Your tasks ▸
A – List every time of day given in the typical evening described in the post about sibling double standards.
B – Write out the passage of the post about sibling double standards between "6:30 pm: Zack" and "apply to him.", inclusive.

___ Exercise passage

Sibling Double Standards And Kids With Special Needs: “It’s Not Fair!”
April is Autism Awareness Month, and I’m turning over the blog to amazing parent bloggers who have kids with autism. Today’s guest post is from Jana Banin of I Hate Your Kids (And Other Things Autism Parents Won’t Say Out Loud). Jana, a magazine writer, is mom to Benjamin, 8, who has autism, Zack, 6, and Ayla, 2.
“It’s not fair!” Like many six-year-olds, my son Zack utters this phrase at a deafeningly frequent rate. The thing is, most of the time he’s actually right. Spend a couple of hours in our house and it’s easy to see why. Here, a few examples from a typical evening.
5:00 pm: Zack does homework while Benjamin, his 8-year-old brother, is sprawled out on the sofa watching TV.
5:45 pm: If he’s racked up enough points on his behavior chart, Zack is allowed a timed session on the iPad. Benjamin, on the other hand, has had constant, unlimited access to the thing from the moment we walked in the door.
6:30 pm: Zack would not be eating dessert if he hadn’t tacked a “please” onto his request, while all Benjamin had to say is “I want cookie.”
6:32: While Zack, with the focus and precision of a surgeon, is busy turning two Oreos into one giant Oreo, Benjamin swipes a piece of his project. Zack receives a replacement cookie, but Benjamin gets off scott free.
6:35: Benjamin washes the treats down with a swig from his baby sister’s sippy cup. When Zack tries to do the same thing I stop him. Serious whining about the injustice of this ensues, and I sternly tell Zack to move on.
No, I did not mistake Cinderella for a parenting manual. I treat my children differently simply because they are two very different kids. Zack is a typically developing kindergartner who has to follow the rules And then there’s Benjamin, who has autism. The rules generally just don’t apply to him.

______
___ Extracted material

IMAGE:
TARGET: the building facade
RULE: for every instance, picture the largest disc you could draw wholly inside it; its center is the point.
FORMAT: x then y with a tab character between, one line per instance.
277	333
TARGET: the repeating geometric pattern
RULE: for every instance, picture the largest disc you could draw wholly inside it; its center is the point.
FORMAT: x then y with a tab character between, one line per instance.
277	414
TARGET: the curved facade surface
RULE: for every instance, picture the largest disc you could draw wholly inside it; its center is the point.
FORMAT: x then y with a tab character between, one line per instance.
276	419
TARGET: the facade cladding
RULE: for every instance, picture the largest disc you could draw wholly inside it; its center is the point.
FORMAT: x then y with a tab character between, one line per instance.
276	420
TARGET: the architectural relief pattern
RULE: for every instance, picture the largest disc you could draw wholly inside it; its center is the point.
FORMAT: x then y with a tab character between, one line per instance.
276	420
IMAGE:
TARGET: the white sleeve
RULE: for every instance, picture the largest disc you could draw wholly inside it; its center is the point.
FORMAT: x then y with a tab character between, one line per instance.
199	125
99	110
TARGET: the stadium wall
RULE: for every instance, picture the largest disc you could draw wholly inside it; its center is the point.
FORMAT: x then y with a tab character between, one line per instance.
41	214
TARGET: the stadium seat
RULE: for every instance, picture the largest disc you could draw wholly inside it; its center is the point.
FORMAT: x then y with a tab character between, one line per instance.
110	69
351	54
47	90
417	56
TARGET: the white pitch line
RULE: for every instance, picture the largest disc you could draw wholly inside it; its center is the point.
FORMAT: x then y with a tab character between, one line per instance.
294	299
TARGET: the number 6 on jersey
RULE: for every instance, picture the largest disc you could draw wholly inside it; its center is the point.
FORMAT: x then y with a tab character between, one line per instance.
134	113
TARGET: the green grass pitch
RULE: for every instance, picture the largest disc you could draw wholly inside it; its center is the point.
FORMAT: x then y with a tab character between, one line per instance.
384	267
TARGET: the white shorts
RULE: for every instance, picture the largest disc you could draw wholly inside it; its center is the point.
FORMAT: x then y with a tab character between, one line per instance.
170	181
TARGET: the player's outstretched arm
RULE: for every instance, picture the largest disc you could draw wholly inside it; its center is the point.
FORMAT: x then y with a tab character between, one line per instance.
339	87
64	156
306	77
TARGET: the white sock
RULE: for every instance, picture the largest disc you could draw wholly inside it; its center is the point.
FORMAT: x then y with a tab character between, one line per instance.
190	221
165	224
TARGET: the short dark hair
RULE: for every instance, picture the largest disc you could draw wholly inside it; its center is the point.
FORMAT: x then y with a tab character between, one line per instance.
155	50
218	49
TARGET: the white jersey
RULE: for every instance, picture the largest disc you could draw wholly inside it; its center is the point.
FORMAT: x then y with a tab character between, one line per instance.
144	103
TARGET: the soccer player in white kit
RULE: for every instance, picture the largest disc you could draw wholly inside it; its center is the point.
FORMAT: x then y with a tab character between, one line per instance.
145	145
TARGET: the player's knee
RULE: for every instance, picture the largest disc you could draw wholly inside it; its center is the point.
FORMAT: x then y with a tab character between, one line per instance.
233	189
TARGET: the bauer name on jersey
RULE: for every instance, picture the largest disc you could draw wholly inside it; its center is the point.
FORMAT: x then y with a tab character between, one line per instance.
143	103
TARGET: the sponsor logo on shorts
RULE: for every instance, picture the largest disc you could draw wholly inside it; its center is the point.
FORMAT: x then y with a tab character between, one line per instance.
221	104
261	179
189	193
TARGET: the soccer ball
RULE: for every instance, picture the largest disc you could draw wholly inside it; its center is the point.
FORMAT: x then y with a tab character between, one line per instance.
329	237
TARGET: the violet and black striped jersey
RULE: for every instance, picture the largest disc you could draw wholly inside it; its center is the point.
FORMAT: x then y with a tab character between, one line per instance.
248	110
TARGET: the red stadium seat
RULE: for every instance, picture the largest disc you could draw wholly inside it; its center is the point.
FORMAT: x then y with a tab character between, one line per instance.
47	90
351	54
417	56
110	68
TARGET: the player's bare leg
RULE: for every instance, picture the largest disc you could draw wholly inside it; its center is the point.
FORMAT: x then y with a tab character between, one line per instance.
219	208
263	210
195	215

______

Solutions ▸
A – 5:00 pm, 5:45 pm, 6:30 pm, 6:32, 6:35

B –
6:30 pm: Zack would not be eating dessert if he hadn’t tacked a “please” onto his request, while all Benjamin had to say is “I want cookie.”
6:32: While Zack, with the focus and precision of a surgeon, is busy turning two Oreos into one giant Oreo, Benjamin swipes a piece of his project. Zack receives a replacement cookie, but Benjamin gets off scott free.
6:35: Benjamin washes the treats down with a swig from his baby sister’s sippy cup. When Zack tries to do the same thing I stop him. Serious whining about the injustice of this ensues, and I sternly tell Zack to move on.
No, I did not mistake Cinderella for a parenting manual. I treat my children differently simply because they are two very different kids. Zack is a typically developing kindergartner who has to follow the rules And then there’s Benjamin, who has autism. The rules generally just don’t apply to him.